**What you need to do**: Restate the passage of the account of quitting drinking from "Here, look at" through "what it is.", substituting "diary" for "journal".

I don’t know how many times I quit drinking. Dozens? Over a hundred? But I always slid back into drinking, usually a few days or maybe even a week later if I really had some gusto. But to paraphrase an old Japanese proverb, I was in the mode of “Stop drinking 7 times, start drinking 8.”
Here, look at this, an excerpt from my journal on December 12, 2013:
I learned that I have a real problem turning away from alcohol. Maybe that's depression related, or habitual, but it's there and it's real and I recognize it for what it is.
I’d been talking about quitting the shit for nearly a decade before I got lucky and things finally clicked. You see, I had no real intention of quitting for good on February 8th 2021. In fact, if you had asked me on February 8th what I wanted, it would have been along the lines of
“Just not this. Not this cycle of feeling like I’ve lost the battle again in the morning, this cycle of getting beat up by life, this cycle of feeling devoid of purpose, this cycle of drinking to glimpse happiness through the shattered lens of a crashing dopamine buzz.”
What I learned is that you don’t try to quit drinking because you don’t like alcohol anymore, you try to quit because you start to not like yourself anymore. Or maybe more accurately, because you don’t like yourself again, or don’t like the person with the problems you (now) have.
And after trying to quit for years you start facing the prospect that you may never be able to quit or that quitting might not help you find happiness or fix anything else you want it to. And losing the hope and motivation to quit actually starts to feel scary, because you actually feel like you’re flirting with the brink, the abyss, the void.
Because you’ve tried to quit before, and those few days of sobriety were the worst shit you’ve ever felt because of withdrawal, and here all you wanted (more like needed) was to feel better.
That’s where I was in early February of 2021. Scared. Tired. Anxious. Sad. Sometimes happy, but always with some haunting and prevailing dread about the boring consistency that life had taken. So what changed, and how did I get lucky enough to escape?
The Last Big Break
February of 2021 wasn’t the first time I gave drinking a prolonged break. I took a break in May-June of 2020, after several liver-wrenching months of pandemic drinking.
A quick aside: The pandemic was a phenomenal time to drink. It was widely accepted, even expected, that we drink alone, at home, or “virtually” with others. We started offering alcohol carryout everywhere. It was fully embraced by our culture and this created new bad habits for a lot of people, and if you were like me, simply amplified the current bad ones.

**Collected material**:
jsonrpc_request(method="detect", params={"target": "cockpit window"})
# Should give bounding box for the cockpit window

**Output**:
Here, look at this, an excerpt from my diary on December 12, 2013:
I learned that I have a real problem turning away from alcohol. Maybe that's depression related, or habitual, but it's there and it's real and I recognize it for what it is.